Provided passage
Welcome to Certificate Transparency. You can even search for certificates! Hope you didn't request for a certificate with nasty/sensitive subdomains names or malicious (impersonating) domains because the domains for issued certificates are definitely public.
Certificate Transparency on Wikipedia
Certificate searching through Certificate Transparency logs
List of certificates issued for jacksonchen666.com
So how do you search the certificate logs?
Well, I haven't found a way to directly pull the CT logs (yet). But there is something which provides searching: crt.sh. It provides domain search, or any other kinds of search on pretty much all attributes for a certificate.
So, subdomains. How?

Records contained in a dataset:
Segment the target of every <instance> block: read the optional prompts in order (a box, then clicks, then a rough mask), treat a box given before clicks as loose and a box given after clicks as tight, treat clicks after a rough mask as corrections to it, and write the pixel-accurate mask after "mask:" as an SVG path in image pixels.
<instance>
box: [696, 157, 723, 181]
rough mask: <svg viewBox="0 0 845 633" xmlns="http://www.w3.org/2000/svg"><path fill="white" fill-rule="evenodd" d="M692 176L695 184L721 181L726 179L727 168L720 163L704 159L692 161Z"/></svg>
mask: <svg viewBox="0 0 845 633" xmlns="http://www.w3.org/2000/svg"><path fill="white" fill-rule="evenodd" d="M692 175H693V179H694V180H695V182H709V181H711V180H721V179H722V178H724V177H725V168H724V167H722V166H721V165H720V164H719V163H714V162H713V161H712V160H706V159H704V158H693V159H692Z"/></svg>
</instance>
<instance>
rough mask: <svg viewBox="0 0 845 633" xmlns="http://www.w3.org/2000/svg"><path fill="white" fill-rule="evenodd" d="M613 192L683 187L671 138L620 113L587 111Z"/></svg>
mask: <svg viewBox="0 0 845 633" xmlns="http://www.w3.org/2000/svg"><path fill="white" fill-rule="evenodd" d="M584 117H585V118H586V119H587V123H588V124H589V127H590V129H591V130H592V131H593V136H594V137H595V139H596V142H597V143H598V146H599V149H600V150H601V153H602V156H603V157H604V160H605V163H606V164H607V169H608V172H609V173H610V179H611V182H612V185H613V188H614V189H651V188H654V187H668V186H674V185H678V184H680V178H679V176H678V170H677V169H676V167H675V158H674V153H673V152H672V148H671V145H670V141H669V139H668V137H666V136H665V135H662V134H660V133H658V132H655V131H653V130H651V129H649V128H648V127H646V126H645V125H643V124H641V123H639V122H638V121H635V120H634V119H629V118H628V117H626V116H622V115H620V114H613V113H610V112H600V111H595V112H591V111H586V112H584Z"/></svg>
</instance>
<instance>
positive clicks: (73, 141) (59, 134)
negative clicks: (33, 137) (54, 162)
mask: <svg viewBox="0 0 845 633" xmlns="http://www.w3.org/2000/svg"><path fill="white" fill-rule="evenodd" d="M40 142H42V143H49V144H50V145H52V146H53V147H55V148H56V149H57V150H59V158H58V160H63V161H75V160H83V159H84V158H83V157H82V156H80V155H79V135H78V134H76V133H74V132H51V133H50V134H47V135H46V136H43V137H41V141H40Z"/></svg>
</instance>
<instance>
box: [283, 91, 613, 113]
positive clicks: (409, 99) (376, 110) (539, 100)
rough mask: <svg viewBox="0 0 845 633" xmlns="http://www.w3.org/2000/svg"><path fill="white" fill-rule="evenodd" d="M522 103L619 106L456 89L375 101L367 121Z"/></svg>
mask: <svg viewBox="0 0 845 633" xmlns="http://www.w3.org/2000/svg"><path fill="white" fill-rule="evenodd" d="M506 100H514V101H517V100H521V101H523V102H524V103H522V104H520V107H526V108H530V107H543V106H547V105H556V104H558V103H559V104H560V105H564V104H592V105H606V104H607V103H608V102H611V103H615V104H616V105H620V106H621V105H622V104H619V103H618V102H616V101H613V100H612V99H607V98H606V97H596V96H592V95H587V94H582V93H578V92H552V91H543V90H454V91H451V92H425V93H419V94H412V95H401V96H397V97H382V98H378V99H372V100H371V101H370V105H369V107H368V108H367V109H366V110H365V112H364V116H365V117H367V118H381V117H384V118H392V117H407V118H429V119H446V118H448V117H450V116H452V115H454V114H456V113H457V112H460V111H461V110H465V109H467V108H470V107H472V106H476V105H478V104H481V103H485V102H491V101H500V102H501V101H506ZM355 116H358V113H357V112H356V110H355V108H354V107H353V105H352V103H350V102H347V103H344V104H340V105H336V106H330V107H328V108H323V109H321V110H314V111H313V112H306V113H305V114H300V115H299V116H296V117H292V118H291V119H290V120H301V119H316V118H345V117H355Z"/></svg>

Exercise prompt
Continue the Certificate Transparency article, starting right after its final line. The entries play no part in this.

Response to the exercise
Well, you need a target. How about my domain? It has a bit of an interesting history with subdomains like:
https://this.is.the.least.exciting.thing.ever.on.jacksonchen666.com
posts.jacksonchen666.com
https://matrix.jacksonchen666.com
https://chat.jacksonchen666.com
https://videos.jacksonchen666.com
server.jacksonchen666.com
api.billwurtz-search.jacksonchen666.com
billwurtz-search.jacksonchen666.com
https://status.jacksonchen666.com
foobar.jacksonchen666.com
https://microblogging.jacksonchen666.com
redesign.jacksonchen666.com
These days though, I have much less interesting domains in my certificates because I use wildcard certificates, which doesn't show the specific domains issued so you can't see them nowadays.